REQUIREMENT 1: Please quote the stretch from "Preparation for your" through "to other children." in the text on preparing special needs children for social integration.
REQUIREMENT 2: In the text on preparing special needs children for social integration, during which classes do schools usually have children from self-contained classes join non-handicapped peers?

TEXT EXCERPT:
§
Do you want your special needs child to participate in our world? This is an important question for parents to consider, even if your child is still a toddler. Often, parents get overwhelmed in working to find programs, get therapy and cope at home and don’t give much thought to the future. But the foundations of future success start early in life.

Schools talk about mainstreaming for special needs children. Usually, they have children from self-contained classes join with non-handicapped peers in gym, art or music.  Just putting handicapped and non-handicapped children in the same space will NOT be successful in socially integrating these groups! It is not a matter of being together. Having them together with no preparation also gives opportunity for negative interactions.

Preparation for your child should begin very early in life, regardless of your child’s diagnosis. Here are the beginning steps:

  • Make sure your child is noticing people in the environment. When grandparents come to the house or older siblings come home from school, make sure your child looks at them and is aware of their presence.
  • Don’t let your child be self-directed. To learn social interaction, they have to be “other” directed. The best way to start is to be sure your child is parent directed at various times during the day.
  • Children need to learn to respond when spoken to. They need to learn to alert to your voice or their name. Insist that they respond the first time you speak to them.
  • Teach your child to respond to the presence of other children. Make them notice, look at and attend to other children.
§
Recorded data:
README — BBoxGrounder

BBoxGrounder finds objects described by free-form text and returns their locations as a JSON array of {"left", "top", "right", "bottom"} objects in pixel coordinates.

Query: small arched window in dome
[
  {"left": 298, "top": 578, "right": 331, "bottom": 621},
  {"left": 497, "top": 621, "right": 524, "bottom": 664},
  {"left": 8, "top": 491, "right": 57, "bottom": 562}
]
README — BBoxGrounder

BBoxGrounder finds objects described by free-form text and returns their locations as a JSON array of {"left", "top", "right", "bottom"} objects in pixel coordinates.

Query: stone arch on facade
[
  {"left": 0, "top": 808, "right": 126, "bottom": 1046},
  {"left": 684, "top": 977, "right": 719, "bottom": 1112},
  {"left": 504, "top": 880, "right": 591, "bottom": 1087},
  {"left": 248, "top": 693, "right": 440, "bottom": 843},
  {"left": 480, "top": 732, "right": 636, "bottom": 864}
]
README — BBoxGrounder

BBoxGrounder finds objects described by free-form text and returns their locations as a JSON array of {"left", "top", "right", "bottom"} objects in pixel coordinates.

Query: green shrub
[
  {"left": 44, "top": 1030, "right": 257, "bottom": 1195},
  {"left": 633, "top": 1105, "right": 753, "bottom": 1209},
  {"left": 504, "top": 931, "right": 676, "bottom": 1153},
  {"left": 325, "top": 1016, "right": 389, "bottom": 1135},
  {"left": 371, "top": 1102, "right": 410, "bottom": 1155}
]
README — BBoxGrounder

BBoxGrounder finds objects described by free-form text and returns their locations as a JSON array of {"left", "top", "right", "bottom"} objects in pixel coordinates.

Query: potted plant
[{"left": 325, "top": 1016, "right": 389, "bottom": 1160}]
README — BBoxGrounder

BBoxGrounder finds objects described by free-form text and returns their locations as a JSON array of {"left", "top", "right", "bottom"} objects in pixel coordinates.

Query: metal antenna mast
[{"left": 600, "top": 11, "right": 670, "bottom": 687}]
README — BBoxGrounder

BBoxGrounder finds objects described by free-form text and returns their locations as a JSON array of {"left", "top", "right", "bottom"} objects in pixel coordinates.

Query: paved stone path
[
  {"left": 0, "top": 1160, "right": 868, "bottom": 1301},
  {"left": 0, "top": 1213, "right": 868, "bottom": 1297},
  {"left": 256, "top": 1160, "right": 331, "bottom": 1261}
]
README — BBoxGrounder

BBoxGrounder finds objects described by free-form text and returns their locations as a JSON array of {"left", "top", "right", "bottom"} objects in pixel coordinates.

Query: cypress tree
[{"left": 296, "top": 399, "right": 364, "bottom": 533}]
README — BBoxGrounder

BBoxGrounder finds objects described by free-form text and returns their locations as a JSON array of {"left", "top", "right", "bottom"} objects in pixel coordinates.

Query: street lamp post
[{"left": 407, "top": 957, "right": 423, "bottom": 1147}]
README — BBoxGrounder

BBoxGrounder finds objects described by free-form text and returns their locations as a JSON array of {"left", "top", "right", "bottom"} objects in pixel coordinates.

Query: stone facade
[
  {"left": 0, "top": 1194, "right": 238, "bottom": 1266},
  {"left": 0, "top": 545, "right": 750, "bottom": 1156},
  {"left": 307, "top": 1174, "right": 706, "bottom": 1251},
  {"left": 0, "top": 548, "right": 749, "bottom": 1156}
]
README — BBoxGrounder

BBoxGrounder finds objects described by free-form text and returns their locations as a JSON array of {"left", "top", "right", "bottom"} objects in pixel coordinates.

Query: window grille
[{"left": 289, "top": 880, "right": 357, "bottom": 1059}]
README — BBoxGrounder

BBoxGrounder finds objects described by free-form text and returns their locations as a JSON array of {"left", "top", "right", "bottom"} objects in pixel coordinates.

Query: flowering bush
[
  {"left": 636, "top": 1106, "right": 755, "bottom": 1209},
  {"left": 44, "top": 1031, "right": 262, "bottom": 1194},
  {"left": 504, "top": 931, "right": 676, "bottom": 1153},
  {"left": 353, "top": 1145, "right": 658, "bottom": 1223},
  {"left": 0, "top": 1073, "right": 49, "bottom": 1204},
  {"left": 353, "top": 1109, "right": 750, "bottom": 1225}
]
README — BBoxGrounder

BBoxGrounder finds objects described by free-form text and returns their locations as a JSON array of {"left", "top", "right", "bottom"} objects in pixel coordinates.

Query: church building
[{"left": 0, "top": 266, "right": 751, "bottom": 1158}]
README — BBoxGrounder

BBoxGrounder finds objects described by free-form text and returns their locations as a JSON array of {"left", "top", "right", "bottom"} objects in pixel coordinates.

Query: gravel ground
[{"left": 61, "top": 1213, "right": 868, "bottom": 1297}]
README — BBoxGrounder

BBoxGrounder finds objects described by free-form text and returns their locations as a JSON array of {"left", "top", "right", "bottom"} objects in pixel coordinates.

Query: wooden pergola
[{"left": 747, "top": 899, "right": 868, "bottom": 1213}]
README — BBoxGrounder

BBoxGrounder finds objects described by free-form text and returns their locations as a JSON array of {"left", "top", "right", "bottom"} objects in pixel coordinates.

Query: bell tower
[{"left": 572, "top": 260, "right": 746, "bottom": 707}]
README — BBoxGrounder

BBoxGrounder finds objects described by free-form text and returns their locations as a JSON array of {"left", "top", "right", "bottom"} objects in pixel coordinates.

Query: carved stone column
§
WRITTEN ANSWER 1:
Preparation for your child should begin very early in life, regardless of your child’s diagnosis. Here are the beginning steps:

  • Make sure your child is noticing people in the environment. When grandparents come to the house or older siblings come home from school, make sure your child looks at them and is aware of their presence.
  • Don’t let your child be self-directed. To learn social interaction, they have to be “other” directed. The best way to start is to be sure your child is parent directed at various times during the day.
  • Children need to learn to respond when spoken to. They need to learn to alert to your voice or their name. Insist that they respond the first time you speak to them.
  • Teach your child to respond to the presence of other children. Make them notice, look at and attend to other children.

WRITTEN ANSWER 2: Gym, art or music.